> TASK INSTRUCTIONS
Locate every line in the records below that contains the string "rule", treating uppercase and lowercase as distinct, and copy each such line in full.

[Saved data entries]
- Opening Delimiter -

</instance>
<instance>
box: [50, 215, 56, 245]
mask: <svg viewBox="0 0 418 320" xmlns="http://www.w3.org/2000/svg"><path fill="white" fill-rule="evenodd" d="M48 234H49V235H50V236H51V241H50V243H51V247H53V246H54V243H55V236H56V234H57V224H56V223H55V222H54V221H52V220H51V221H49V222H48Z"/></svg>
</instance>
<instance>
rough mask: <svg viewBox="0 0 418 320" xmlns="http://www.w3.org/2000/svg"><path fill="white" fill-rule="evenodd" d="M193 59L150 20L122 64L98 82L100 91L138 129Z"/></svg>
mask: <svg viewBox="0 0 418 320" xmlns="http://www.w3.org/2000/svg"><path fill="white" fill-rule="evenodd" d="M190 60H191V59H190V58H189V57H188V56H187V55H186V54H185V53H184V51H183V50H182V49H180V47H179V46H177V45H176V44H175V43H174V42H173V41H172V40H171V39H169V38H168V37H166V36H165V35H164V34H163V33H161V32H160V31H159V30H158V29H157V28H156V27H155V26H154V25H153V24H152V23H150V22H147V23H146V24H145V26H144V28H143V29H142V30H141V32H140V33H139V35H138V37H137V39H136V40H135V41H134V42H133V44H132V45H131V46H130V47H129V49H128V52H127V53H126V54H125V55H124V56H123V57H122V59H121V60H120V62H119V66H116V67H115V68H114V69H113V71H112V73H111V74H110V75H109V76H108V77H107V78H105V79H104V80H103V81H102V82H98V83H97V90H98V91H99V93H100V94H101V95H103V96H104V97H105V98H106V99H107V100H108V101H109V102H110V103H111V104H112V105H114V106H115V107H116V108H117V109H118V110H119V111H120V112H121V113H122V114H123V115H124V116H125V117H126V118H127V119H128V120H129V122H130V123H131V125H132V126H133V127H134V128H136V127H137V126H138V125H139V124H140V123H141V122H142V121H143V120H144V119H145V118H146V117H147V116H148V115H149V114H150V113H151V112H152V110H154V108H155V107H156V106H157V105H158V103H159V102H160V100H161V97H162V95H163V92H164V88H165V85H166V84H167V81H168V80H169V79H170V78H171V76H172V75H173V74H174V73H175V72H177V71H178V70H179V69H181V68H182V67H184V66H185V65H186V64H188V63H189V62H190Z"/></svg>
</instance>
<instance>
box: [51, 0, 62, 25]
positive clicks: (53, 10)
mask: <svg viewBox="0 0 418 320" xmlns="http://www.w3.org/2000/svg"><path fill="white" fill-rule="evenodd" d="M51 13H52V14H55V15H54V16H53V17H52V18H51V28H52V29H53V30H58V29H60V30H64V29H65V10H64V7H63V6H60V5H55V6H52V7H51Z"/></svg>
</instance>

- Closing Delimiter -

> REPLY
mask: <svg viewBox="0 0 418 320" xmlns="http://www.w3.org/2000/svg"><path fill="white" fill-rule="evenodd" d="M48 234H49V235H50V236H51V241H50V243H51V247H53V246H54V243H55V236H56V234H57V224H56V223H55V222H54V221H52V220H51V221H49V222H48Z"/></svg>
rough mask: <svg viewBox="0 0 418 320" xmlns="http://www.w3.org/2000/svg"><path fill="white" fill-rule="evenodd" d="M193 59L150 20L122 64L98 82L100 91L138 129Z"/></svg>
mask: <svg viewBox="0 0 418 320" xmlns="http://www.w3.org/2000/svg"><path fill="white" fill-rule="evenodd" d="M190 60H191V59H190V58H189V57H188V56H187V55H186V54H185V53H184V51H183V50H182V49H180V47H179V46H177V45H176V44H175V43H174V42H173V41H172V40H171V39H169V38H168V37H166V36H165V35H164V34H163V33H161V32H160V31H159V30H158V29H157V28H156V27H155V26H154V25H153V24H152V23H150V22H147V23H146V24H145V26H144V28H143V29H142V30H141V32H140V33H139V35H138V37H137V39H136V40H135V41H134V42H133V44H132V45H131V46H130V47H129V49H128V52H127V53H126V54H125V55H124V56H123V57H122V59H121V60H120V62H119V66H116V67H115V68H114V69H113V71H112V73H111V74H110V75H109V76H108V77H107V78H105V79H104V80H103V81H102V82H98V83H97V90H98V91H99V93H100V94H101V95H103V96H104V97H105V98H106V99H107V100H108V101H109V102H110V103H111V104H112V105H114V106H115V107H116V108H117V109H118V110H119V111H120V112H121V113H122V114H123V115H124V116H125V117H126V118H127V119H128V120H129V122H130V123H131V125H132V126H133V127H134V128H136V127H137V126H138V125H139V124H140V123H141V122H142V121H143V120H144V119H145V118H146V117H147V116H148V115H149V114H150V113H151V112H152V110H154V108H155V107H156V106H157V105H158V103H159V102H160V100H161V97H162V95H163V92H164V88H165V85H166V84H167V81H168V80H169V79H170V78H171V76H172V75H173V74H174V73H175V72H177V71H178V70H179V69H181V68H182V67H184V66H185V65H186V64H188V63H189V62H190Z"/></svg>
mask: <svg viewBox="0 0 418 320" xmlns="http://www.w3.org/2000/svg"><path fill="white" fill-rule="evenodd" d="M51 13H52V14H55V15H54V16H53V17H52V18H51V28H52V29H53V30H58V29H60V30H64V29H65V10H64V7H63V6H60V5H55V6H52V7H51Z"/></svg>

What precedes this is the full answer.